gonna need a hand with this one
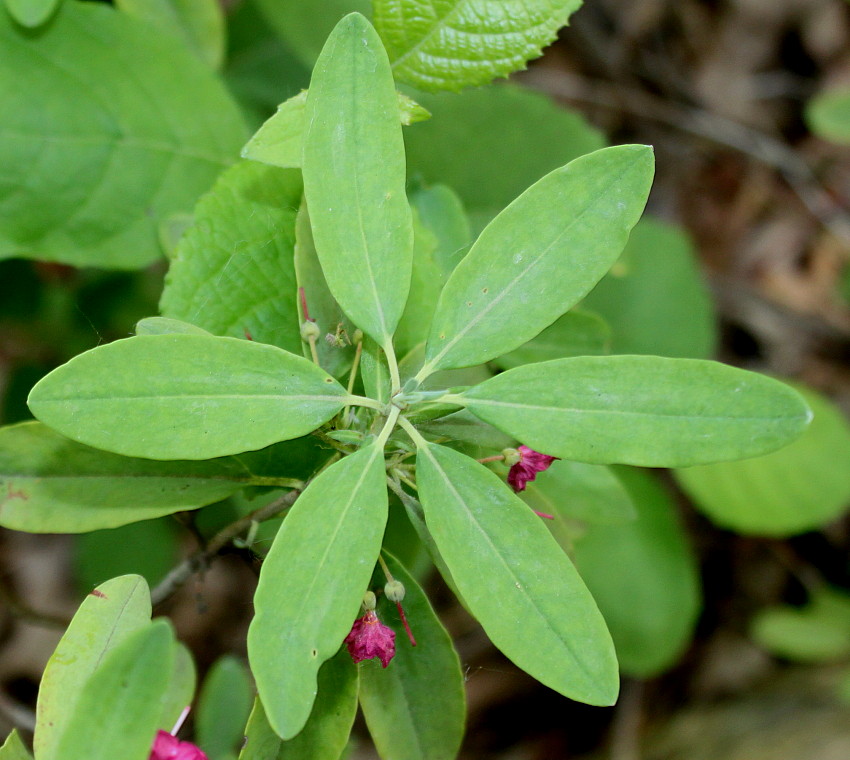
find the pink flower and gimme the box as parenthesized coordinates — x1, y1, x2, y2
(149, 730, 208, 760)
(507, 445, 558, 493)
(344, 610, 396, 667)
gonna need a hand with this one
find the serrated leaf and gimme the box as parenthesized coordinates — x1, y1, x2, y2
(0, 730, 31, 760)
(35, 575, 152, 759)
(674, 384, 850, 535)
(253, 0, 371, 66)
(521, 459, 635, 527)
(303, 13, 413, 346)
(28, 334, 347, 460)
(248, 446, 388, 739)
(359, 553, 465, 760)
(375, 0, 581, 91)
(48, 620, 175, 760)
(242, 90, 429, 170)
(197, 656, 254, 760)
(160, 161, 303, 352)
(459, 356, 812, 467)
(415, 441, 619, 705)
(294, 201, 356, 377)
(492, 310, 610, 370)
(582, 217, 717, 358)
(4, 0, 59, 27)
(404, 85, 605, 230)
(115, 0, 225, 69)
(572, 467, 701, 677)
(239, 651, 358, 760)
(0, 422, 306, 533)
(806, 89, 850, 145)
(0, 1, 246, 268)
(419, 145, 654, 376)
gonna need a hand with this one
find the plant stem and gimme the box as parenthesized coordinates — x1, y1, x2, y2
(396, 414, 429, 449)
(382, 337, 401, 394)
(374, 405, 401, 449)
(377, 553, 394, 582)
(340, 338, 364, 428)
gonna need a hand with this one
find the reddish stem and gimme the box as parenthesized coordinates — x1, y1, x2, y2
(299, 286, 313, 322)
(396, 601, 416, 647)
(477, 454, 505, 464)
(533, 510, 554, 520)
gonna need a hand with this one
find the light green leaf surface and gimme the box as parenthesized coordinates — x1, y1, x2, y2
(294, 202, 356, 377)
(28, 334, 347, 460)
(521, 459, 635, 527)
(35, 575, 151, 760)
(253, 0, 371, 66)
(582, 217, 717, 358)
(48, 620, 175, 760)
(460, 356, 812, 467)
(197, 656, 254, 760)
(115, 0, 225, 69)
(375, 0, 581, 91)
(160, 161, 303, 352)
(248, 446, 388, 739)
(807, 89, 850, 145)
(359, 553, 465, 760)
(240, 651, 358, 760)
(303, 13, 413, 345)
(4, 0, 59, 27)
(492, 310, 611, 370)
(0, 730, 31, 760)
(404, 85, 605, 229)
(361, 338, 392, 405)
(242, 90, 429, 170)
(420, 145, 654, 376)
(415, 442, 619, 705)
(158, 643, 197, 733)
(674, 385, 850, 535)
(0, 422, 262, 533)
(0, 1, 246, 268)
(572, 467, 701, 677)
(136, 317, 212, 337)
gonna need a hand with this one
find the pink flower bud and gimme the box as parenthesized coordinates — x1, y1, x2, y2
(507, 445, 558, 493)
(149, 730, 208, 760)
(344, 610, 396, 668)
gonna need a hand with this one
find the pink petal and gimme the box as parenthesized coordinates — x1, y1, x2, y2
(344, 611, 396, 667)
(149, 730, 208, 760)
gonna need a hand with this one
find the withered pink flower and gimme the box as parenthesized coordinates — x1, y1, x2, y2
(507, 445, 558, 493)
(149, 730, 208, 760)
(344, 610, 396, 667)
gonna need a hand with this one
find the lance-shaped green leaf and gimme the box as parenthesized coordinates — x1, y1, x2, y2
(115, 0, 225, 69)
(243, 90, 429, 170)
(197, 656, 254, 760)
(359, 553, 465, 760)
(572, 467, 701, 678)
(4, 0, 59, 27)
(158, 643, 197, 733)
(303, 13, 413, 345)
(419, 145, 654, 377)
(0, 730, 31, 760)
(48, 619, 175, 760)
(457, 356, 812, 467)
(492, 310, 611, 370)
(35, 575, 152, 759)
(240, 651, 358, 760)
(415, 442, 619, 706)
(28, 334, 347, 461)
(375, 0, 581, 92)
(0, 1, 246, 269)
(248, 446, 388, 739)
(160, 161, 303, 353)
(674, 385, 850, 536)
(0, 422, 283, 533)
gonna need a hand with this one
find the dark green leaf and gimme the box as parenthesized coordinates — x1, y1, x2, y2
(0, 1, 246, 268)
(248, 446, 388, 739)
(420, 145, 654, 376)
(572, 467, 701, 677)
(160, 161, 303, 352)
(460, 356, 812, 467)
(197, 656, 254, 760)
(415, 441, 619, 705)
(28, 334, 347, 460)
(674, 385, 850, 535)
(409, 183, 471, 276)
(303, 13, 413, 345)
(360, 553, 465, 760)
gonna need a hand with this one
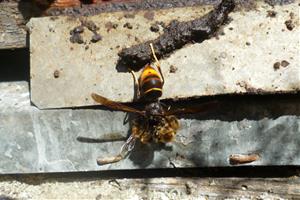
--------
- **Exercise description**: Would you copy every entry exactly as it stands, leaving out the pictures?

- **Response to this exercise**:
gonna need a hand with this one
find the pink flower and gimme the box as parenthesized coordinates — x1, y1, x2, y2
(149, 730, 208, 760)
(507, 445, 558, 493)
(344, 610, 396, 667)
gonna need a hand with this one
find the serrated leaf and gimme the box as parenthesized coordinates — x1, y1, x2, y2
(0, 730, 31, 760)
(35, 575, 152, 759)
(674, 384, 850, 535)
(253, 0, 371, 66)
(521, 459, 635, 527)
(303, 13, 413, 346)
(28, 334, 347, 460)
(248, 446, 388, 739)
(359, 553, 465, 760)
(375, 0, 581, 91)
(48, 620, 175, 760)
(242, 90, 429, 170)
(197, 656, 254, 760)
(160, 161, 303, 352)
(459, 356, 812, 467)
(415, 441, 619, 705)
(294, 201, 356, 377)
(492, 310, 610, 370)
(582, 217, 717, 358)
(4, 0, 59, 27)
(404, 85, 605, 230)
(115, 0, 225, 69)
(572, 467, 701, 677)
(239, 651, 358, 760)
(0, 422, 306, 533)
(806, 89, 850, 145)
(0, 1, 246, 268)
(419, 145, 654, 376)
gonna need a hand with this one
find the plant stem and gimme the box as parenthesized coordinates — x1, y1, x2, y2
(396, 414, 429, 449)
(382, 337, 401, 394)
(374, 405, 401, 449)
(377, 553, 394, 582)
(340, 338, 364, 428)
gonna need a hand with this one
find the reddish stem and gimme the box as parenthesized coordinates — x1, y1, x2, y2
(299, 286, 313, 322)
(396, 601, 416, 647)
(477, 454, 505, 464)
(533, 510, 554, 520)
gonna need a hand with this one
find the light green leaf surface and gimme the box as parenthesized coordinates — x1, y1, x2, y2
(294, 202, 356, 377)
(28, 334, 347, 460)
(521, 459, 635, 527)
(35, 575, 151, 760)
(253, 0, 371, 66)
(582, 217, 717, 358)
(48, 620, 175, 760)
(460, 356, 812, 467)
(197, 656, 254, 760)
(115, 0, 225, 69)
(375, 0, 581, 91)
(160, 161, 303, 352)
(248, 446, 388, 739)
(807, 89, 850, 145)
(359, 553, 465, 760)
(240, 651, 358, 760)
(303, 13, 413, 345)
(4, 0, 59, 27)
(492, 310, 611, 370)
(0, 730, 31, 760)
(404, 85, 605, 229)
(361, 338, 392, 405)
(242, 90, 429, 170)
(420, 145, 654, 376)
(415, 442, 619, 705)
(158, 643, 197, 733)
(674, 385, 850, 535)
(0, 422, 262, 533)
(0, 1, 246, 268)
(572, 467, 701, 677)
(136, 317, 212, 337)
gonna need a hand with this one
find the pink flower bud and gimme the box as parenthesized coordinates — x1, y1, x2, y2
(507, 445, 558, 493)
(149, 730, 208, 760)
(344, 610, 396, 668)
gonna need a hand with this one
find the pink petal and gimme the box as parenthesized coordinates — x1, y1, x2, y2
(344, 611, 396, 667)
(149, 730, 208, 760)
gonna need a hand with this one
find the withered pink flower and gimme the box as parenthesized coordinates — x1, y1, x2, y2
(507, 445, 558, 493)
(149, 730, 208, 760)
(344, 610, 396, 667)
gonna need a hand with this one
find the lance-shaped green leaf and gimme the box as parenthesized coordinates — x1, y1, x2, y2
(115, 0, 225, 69)
(243, 90, 429, 170)
(197, 656, 254, 760)
(359, 553, 465, 760)
(572, 467, 701, 678)
(4, 0, 59, 27)
(158, 643, 197, 733)
(303, 13, 413, 345)
(419, 145, 654, 377)
(0, 730, 31, 760)
(48, 619, 175, 760)
(457, 356, 812, 467)
(492, 310, 611, 370)
(35, 575, 152, 759)
(240, 651, 358, 760)
(415, 442, 619, 706)
(28, 334, 347, 461)
(375, 0, 581, 92)
(0, 1, 246, 269)
(248, 446, 388, 739)
(160, 161, 303, 353)
(674, 385, 850, 536)
(0, 422, 283, 533)
gonna need a hand with this one
find the dark green leaf and gimme the box as parenthesized coordinates — x1, y1, x2, y2
(0, 1, 246, 268)
(248, 446, 388, 739)
(420, 145, 654, 376)
(572, 467, 701, 677)
(160, 161, 303, 352)
(460, 356, 812, 467)
(197, 656, 254, 760)
(415, 441, 619, 705)
(28, 334, 347, 460)
(674, 385, 850, 535)
(409, 183, 471, 276)
(303, 13, 413, 345)
(360, 553, 465, 760)
gonna need a hand with this one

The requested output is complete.